ESTRATTO DELLA PAGINA:
★ ★ ★

Commento al Padre Nostro “Dacci oggi il nostro pane quotidiano”

La richiesta su cui oggi ci fermiamo è la più naturale e semplice fra quelle contenute nella preghiera insegnata da Gesù ai discepoli. Lo ha colto molto bene Benedetto XVI, quando ha affermato: «La quarta domanda del Padre Nostro ci appare come la più “umana” di tutte. Il Signore, che orienta il nostro sguardo su ciò che è essenziale, sull’“unica cosa necessaria”, sa però anche delle nostre necessità terrene e le riconosce. Egli, che ai suoi discepoli dice: “Per la vostra vita non affannatevi di quello che mangerete” (Mt 6, 25), ci invita tuttavia a pregare per il nostro cibo e a trasmettere così la nostra preoccupazione a Dio».
Gesù ha vissuto in quel mondo mediterraneo in cui il pane significa tanto nell’alimentazione e nella vita quotidiana. È l’alimento di base della dieta della maggior parte delle popolazioni del Mediterraneo: spesso la base su cui si pongono condimenti o altri cibi, l’elemento essenziale per le diete più povere. Il pane è quindi tanto presente nella Scrittura, perché era ben presente nella cultura e nella vita quotidiana. Certamente per il mondo ebraico, il pane era il cibo essenziale. Per altre culture non è così.
Dovremmo parlare invece di riso o di altro cibo di base. Non è così nella cultura e nella dieta di noi europei, per cui il pane è molto importante. Il pane è un alimento povero, oltre a essere un alimento basico: sostegno all’esistenza concreta di ciascuno. […] La globalizzazione ci mette rapidamente a parte delle notizie da tutto il mondo. Si sa molto e presto: la fame di terre lontane, le difficoltà, i bisogni. L’immagine del dolore ci raggiunge. Le società europee sono capaci di pensare in termini di condivisione? O tutto quello che è destino comune finisce per essere visto come giogo?

★ ★ ★

DATI MEMORIZZATI:
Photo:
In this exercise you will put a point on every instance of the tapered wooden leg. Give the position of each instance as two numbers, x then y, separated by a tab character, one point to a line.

★ ★ ★

RICHIESTE:
**A)** Nel commento al Padre Nostro, quale domanda della preghiera Benedetto XVI definisce la più "umana"?
**B)** Nel commento al Padre Nostro, sostituisci "riso" con "mais" e riscrivi tutto il passo da "Dovremmo parlare invece" fino a "visto come giogo?".
**C)** Riprendi il commento al Padre Nostro e prosegui il testo dopo la sua ultima frase.
I dati non hanno alcun ruolo in questo.

RISPOSTE AI COMPITI:
**A)** La quarta domanda.

**B)**
Dovremmo parlare invece di mais o di altro cibo di base. Non è così nella cultura e nella dieta di noi europei, per cui il pane è molto importante. Il pane è un alimento povero, oltre a essere un alimento basico: sostegno all’esistenza concreta di ciascuno. […] La globalizzazione ci mette rapidamente a parte delle notizie da tutto il mondo. Si sa molto e presto: la fame di terre lontane, le difficoltà, i bisogni. L’immagine del dolore ci raggiunge. Le società europee sono capaci di pensare in termini di condivisione? O tutto quello che è destino comune finisce per essere visto come giogo?

**C)**
La quarta domanda del Padre Nostro restituisce il senso minimale di fraternità per cui almeno il pane, almeno il pane dell’oggi, dev’essere messo in comune. Non i grandi investimenti, non le grandi strategie. Non le visioni del futuro, non i programmi dalla lunga durata. Ma almeno il pane. Il pane per l’oggi. Siamo in un tempo in cui il pane degli altri interessa relativamente: forse anche in una stagione in cui cambiare il mondo non è più di moda. Ma il Vangelo ci aiuta a incamminarci su una strada nuova.
È il cammino del Maestro, che non passò indifferente di fronte ai malati, ai lebbrosi, agli affamati, alle lacrime delle donne e al dolore degli uomini. Chi salva una fragile vita cambia il mondo. Chi dà il pane cambia il mondo. La globalizzazione in corso non significa automaticamente un’assunzione globale di responsabilità. Anzi. Sta a noi fare una scelta. Sta a noi vivere quella globalizzazione del cuore che il Padre Nostro insegna. La Chiesa, comunione universale, ha la globalizzazione nei suoi cromosomi. Ma bisogna allargare la solidarietà. La lontananza non ci condanna all’indifferenza.
Questo è il punto! Cinquant’anni fa, il 9 febbraio 1966, Paolo VI lanciò un grande appello per la fame in India, dove si era recato rimanendone assai colpito: «Ci siamo ricordati del miracolo della moltiplicazione dei pani! Noi non abbiamo affatto la virtù prodigiosa di Cristo di far scaturire pane dalle nostre mani impotenti. Ma abbiamo pensato che il cuore dei buoni può compiere questo miracolo… Nessuno oggi può dire: io non sapevo. E, in un certo senso, nessuno oggi può dire: io non potevo, io non dovevo. La carità tende a tutti la sua mano. Nessuno osi rispondere: io non volevo!».
Chi ha imparato a dire «Dacci oggi il nostro pane quotidiano », rifletta su ognuna di queste parole di Paolo VI: «Io non potevo», «Io non dovevo» o «Io non volevo »! In questo mondo globale i cristiani possono essere una riserva di umanità e la profezia di un mondo in cui il lontano non è senza volto e senza parola. Siamo partiti da una tentazione e da un sogno. Il sogno di uomini che vivevano in una terra con molte pietre aride e poche spighe. La tentazione dell’Avversario a Gesù: «Di’ a questa pietra che diventi pane». Riflettendo sul Padre Nostro scopriamo un altro sogno: quello di Dio. Il sogno di crescere uomini che mettono in comune il pane, ogni giorno. […] Dare il pane quotidiano. Bisogna allargare la solidarietà.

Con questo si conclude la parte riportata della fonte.